FRAGEN ZUM MATERIAL
• 1. Ändern Sie im Text über Witten den Abschnitt, der mit den Worten „Witten ist eine“ beginnt und mit „sind, aber gemeinsam.“ endet, und geben Sie ihn mit „Zuwanderer“ anstelle von „Migranten“ wieder.
• 2. Fassen Sie den Text über Witten in zwei Sätzen zusammen.
• 3. Knüpfen Sie an den Text über Witten an und setzen Sie ihn nach seinem letzten Satz fort.

---- ANGEZEIGTER TEXT

Wir wollen mit offenen Augen durch unsere Stadt gehen. Wir wollen sehen, verstehen und begreifen, was wir sehen.

Witten ist eine deutsche Stadt und hier spricht man Deutsch. Witten ist aber eine Stadt, die es ohne Migranten gar nicht gäbe.
– Hier gleicht sie der Partnerstadt Tczew. –
Es sind die Migranten aus deutschen Ländern und preußischen Provinzen mit polnisch sprechenden Menschen gewesen, die das Dorf Witten durch die Entwicklung der Industrie zur Stadt entwickelten. Auch von jenseits der Alpen kamen die Menschen, um hier mit ihren fachlichen Kenntnissen zu arbeiten und Großes zu schaffen, wie die Eisenbahnlinien.

Das ist Europa. Hier wollen wir in Frieden, Freiheit und in guter Nachbarschaft mit unseren Nachbarn zusammenleben. Unterschiedlich wie wir sind, aber gemeinsam.
Ein kleines Schild weist nun darauf hin, daß dies nicht immer leicht war, aber es ist möglich.

Sonntag, den 4. September 2022 um 11.30 Uhr in der Dirschauer Straße

Als die „Dirschauer Straße“ in Witten im Jahre 1967 benannt wurde, war man von einer Anerkennung des polnischen Staates in den Grenzen, wie sie  nach dem Zweiten Weltkrieg 1945 gezogen wurde, noch weit entfernt. Dirschau ist der deutsche Name für die polnische Stadt Tczew, die im Jahr 1260 von einem polnischen Fürsten gegründet wurde. Tczew ist einer der Orte, an denen die deutsche Wehrmacht am 1. September 1939 den Krieg begannen.

--------
---- ANGEZEIGTE EINTRÄGE

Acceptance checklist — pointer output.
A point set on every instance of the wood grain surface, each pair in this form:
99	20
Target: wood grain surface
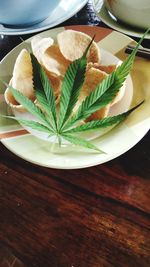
94	217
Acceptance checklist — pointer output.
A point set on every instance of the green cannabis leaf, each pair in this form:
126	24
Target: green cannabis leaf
62	122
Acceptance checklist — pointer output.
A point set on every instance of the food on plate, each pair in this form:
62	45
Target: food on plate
55	57
72	45
22	80
67	90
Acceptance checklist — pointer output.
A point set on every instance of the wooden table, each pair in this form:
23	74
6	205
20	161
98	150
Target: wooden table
93	217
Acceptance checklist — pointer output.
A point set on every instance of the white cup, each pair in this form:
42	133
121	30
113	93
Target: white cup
133	12
25	12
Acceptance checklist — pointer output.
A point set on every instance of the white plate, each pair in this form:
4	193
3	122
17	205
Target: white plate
116	142
112	22
64	11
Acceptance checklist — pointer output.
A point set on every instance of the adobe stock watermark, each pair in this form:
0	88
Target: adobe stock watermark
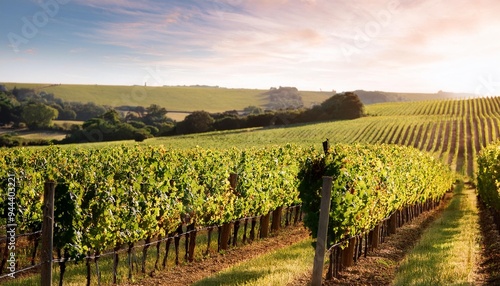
222	7
371	29
11	224
487	86
32	25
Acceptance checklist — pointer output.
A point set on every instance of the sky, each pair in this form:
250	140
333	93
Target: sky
342	45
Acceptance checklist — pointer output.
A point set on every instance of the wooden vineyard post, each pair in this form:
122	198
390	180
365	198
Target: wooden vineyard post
47	233
276	222
225	235
348	258
226	228
264	225
326	146
233	181
393	223
192	241
376	237
324	216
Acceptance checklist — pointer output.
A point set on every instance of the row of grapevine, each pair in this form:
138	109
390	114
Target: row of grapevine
488	179
452	130
370	183
110	197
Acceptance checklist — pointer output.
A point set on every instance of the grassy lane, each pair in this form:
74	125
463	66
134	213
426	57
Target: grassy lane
276	268
449	251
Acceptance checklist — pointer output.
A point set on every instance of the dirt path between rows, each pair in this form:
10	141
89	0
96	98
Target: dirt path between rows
192	272
378	268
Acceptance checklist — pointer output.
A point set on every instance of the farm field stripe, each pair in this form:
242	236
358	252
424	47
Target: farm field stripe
448	251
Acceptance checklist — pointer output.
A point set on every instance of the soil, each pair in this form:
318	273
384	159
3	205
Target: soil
379	267
490	264
192	272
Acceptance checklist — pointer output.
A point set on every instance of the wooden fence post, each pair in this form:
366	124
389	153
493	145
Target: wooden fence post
324	216
47	233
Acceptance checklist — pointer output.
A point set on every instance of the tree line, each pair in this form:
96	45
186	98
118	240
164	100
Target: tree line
26	108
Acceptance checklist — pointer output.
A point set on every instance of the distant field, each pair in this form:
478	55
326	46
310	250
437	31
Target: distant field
172	98
452	130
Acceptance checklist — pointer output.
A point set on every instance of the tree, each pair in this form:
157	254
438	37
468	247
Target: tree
196	122
38	115
155	114
343	106
252	109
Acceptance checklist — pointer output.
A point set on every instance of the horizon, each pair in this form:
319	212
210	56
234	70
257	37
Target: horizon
244	88
314	45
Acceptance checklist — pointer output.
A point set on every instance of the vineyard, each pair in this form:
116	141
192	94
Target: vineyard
452	130
109	199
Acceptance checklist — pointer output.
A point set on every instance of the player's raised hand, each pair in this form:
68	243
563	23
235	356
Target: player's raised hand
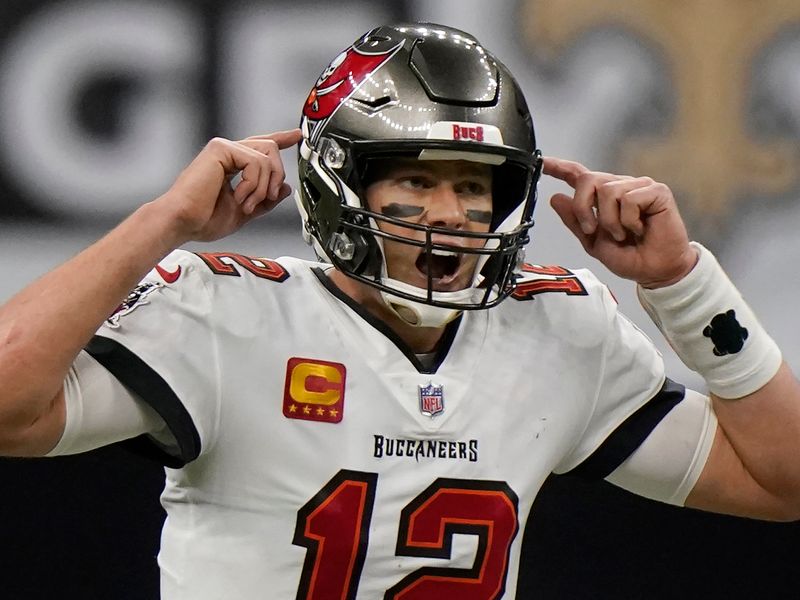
630	224
203	202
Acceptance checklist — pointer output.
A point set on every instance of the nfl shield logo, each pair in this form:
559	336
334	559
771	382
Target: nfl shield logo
431	399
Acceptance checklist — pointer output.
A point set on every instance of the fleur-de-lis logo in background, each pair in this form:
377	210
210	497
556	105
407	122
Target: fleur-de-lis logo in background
708	46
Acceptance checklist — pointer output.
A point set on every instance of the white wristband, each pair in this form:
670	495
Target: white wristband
709	325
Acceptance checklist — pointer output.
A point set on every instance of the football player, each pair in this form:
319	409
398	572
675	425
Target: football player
378	423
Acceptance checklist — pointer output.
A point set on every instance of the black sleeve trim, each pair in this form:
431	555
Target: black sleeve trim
626	438
133	372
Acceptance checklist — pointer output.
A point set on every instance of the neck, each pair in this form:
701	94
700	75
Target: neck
419	339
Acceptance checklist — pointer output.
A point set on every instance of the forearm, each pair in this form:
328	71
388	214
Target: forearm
45	325
752	469
763	429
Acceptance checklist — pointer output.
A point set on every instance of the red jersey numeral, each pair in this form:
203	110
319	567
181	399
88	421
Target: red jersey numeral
563	281
334	527
260	267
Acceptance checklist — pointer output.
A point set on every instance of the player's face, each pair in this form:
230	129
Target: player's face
453	194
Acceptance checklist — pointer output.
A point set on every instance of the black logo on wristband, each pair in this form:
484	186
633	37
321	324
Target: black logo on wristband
726	333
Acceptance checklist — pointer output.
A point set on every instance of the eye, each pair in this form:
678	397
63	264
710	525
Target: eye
416	182
473	188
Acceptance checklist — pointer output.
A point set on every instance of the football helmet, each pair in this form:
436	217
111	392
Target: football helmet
433	93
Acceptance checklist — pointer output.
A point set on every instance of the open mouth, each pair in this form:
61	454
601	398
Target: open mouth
440	265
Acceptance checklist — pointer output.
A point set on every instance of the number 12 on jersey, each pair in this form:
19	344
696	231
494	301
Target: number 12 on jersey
334	527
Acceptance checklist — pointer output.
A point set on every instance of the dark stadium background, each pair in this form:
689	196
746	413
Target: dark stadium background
88	526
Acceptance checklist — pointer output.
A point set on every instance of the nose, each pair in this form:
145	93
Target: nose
446	209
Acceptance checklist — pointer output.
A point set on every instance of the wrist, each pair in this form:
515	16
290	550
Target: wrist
713	330
687	263
169	229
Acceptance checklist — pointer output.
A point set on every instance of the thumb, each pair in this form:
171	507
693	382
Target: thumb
562	205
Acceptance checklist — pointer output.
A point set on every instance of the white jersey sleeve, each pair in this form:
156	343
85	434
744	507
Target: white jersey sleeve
101	411
160	344
669	462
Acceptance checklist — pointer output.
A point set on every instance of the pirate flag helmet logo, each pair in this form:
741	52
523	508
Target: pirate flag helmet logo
342	77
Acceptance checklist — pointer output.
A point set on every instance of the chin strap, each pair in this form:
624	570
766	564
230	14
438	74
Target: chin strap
420	314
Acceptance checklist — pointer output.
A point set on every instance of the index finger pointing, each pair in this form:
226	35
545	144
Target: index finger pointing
566	170
284	139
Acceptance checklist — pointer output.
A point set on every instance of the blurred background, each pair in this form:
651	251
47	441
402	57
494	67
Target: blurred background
102	103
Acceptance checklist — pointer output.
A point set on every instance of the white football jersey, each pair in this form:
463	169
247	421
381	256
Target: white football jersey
318	458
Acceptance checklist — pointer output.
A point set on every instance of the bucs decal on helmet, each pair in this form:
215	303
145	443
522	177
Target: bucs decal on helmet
342	78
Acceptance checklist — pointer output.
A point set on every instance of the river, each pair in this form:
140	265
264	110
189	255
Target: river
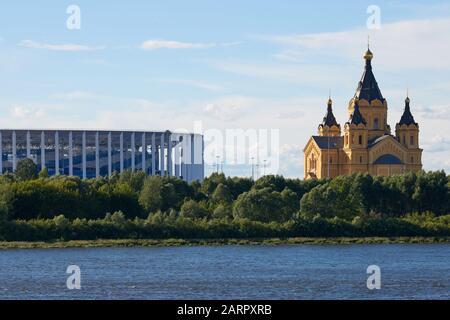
410	271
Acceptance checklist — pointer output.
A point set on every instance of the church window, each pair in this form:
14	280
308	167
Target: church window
375	123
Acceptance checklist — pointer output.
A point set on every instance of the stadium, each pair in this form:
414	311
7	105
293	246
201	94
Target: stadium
91	154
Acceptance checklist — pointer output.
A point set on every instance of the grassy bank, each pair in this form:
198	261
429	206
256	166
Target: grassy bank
105	243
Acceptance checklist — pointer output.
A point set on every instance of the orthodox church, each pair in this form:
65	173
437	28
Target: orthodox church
366	143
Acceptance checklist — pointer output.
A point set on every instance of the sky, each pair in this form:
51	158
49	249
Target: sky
258	65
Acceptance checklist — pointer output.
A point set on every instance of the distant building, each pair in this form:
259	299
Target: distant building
366	143
90	154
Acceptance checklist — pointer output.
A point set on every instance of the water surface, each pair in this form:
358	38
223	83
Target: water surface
229	272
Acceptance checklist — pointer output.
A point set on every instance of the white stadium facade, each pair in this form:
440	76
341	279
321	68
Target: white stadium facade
92	153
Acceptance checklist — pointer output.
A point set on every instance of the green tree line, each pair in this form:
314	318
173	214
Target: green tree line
36	206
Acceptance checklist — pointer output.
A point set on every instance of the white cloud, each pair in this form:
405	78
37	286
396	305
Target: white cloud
23	112
434	112
291	160
75	95
228	108
193	83
412	44
155	44
57	47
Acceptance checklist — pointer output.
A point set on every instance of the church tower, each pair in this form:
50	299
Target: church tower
366	144
356	136
329	126
407	133
373	106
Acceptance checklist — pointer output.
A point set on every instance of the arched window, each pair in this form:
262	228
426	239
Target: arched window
376	124
312	162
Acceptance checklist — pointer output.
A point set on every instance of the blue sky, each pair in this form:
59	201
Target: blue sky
229	64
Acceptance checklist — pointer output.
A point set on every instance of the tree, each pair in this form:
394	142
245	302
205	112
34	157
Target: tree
150	197
26	169
192	209
43	174
222	194
262	205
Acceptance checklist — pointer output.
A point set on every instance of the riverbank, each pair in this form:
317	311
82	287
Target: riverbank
105	243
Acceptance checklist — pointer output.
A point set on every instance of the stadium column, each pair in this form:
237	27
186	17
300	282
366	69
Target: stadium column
121	152
153	171
1	153
14	150
176	156
83	148
109	155
43	165
169	155
56	152
70	153
97	155
133	151
144	151
161	155
28	144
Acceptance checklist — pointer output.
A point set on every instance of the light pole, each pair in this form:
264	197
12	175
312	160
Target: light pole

--------

LÖSUNGEN ZUR ÜBUNG
• 1.
Witten ist eine deutsche Stadt und hier spricht man Deutsch. Witten ist aber eine Stadt, die es ohne Zuwanderer gar nicht gäbe.
– Hier gleicht sie der Partnerstadt Tczew. –
Es sind die Zuwanderer aus deutschen Ländern und preußischen Provinzen mit polnisch sprechenden Menschen gewesen, die das Dorf Witten durch die Entwicklung der Industrie zur Stadt entwickelten. Auch von jenseits der Alpen kamen die Menschen, um hier mit ihren fachlichen Kenntnissen zu arbeiten und Großes zu schaffen, wie die Eisenbahnlinien.

Das ist Europa. Hier wollen wir in Frieden, Freiheit und in guter Nachbarschaft mit unseren Nachbarn zusammenleben. Unterschiedlich wie wir sind, aber gemeinsam.

• 2. Witten wurde erst durch Migranten aus deutschen Ländern, aus preußischen Provinzen und von jenseits der Alpen mit der Entwicklung der Industrie vom Dorf zur Stadt, und man will dort in Frieden, Freiheit und guter Nachbarschaft zusammenleben. Die Dirschauer Straße wurde 1967 nach dem deutschen Namen der polnischen Stadt Tczew benannt, die 1260 gegründet wurde und einer der Orte ist, an denen die Wehrmacht am 1. September 1939 den Krieg begann.

• 3.
Die polnische Stadt Tczew hieß während der Zeit der polnischen Teilungen nach 1772 und während der deutschen Besatzung im Zweiten Weltkrieg ab 1939 Dirschau. In der Partnerstadt Tczew geht man offen mit dem deutschen Anteil an der Geschichte um. Es finden sich in der Altstadt viele dreisprachige Hinweisschilder auf die Geschichte der Stadt. Und seit 2015 steht ein Straßenschild aus Berlin in Tczew: „Dirschauer Straße“.

Die „Dirschauer Straße“ erinnert zu recht daran, daß im Zweiten Weltkrieg Deutsche ihre Heimat verloren haben. Als dieses Schild 1967 in Witten aufgestellt wurde, hoffte allerdings auch noch mancher in Deutschland, daß die neuen Nachkriegsgrenzen nicht endgültig seien, daß es nur „polnisch verwaltete Gebiete“ seien. – Sie sind polnisches Staatsgebiet!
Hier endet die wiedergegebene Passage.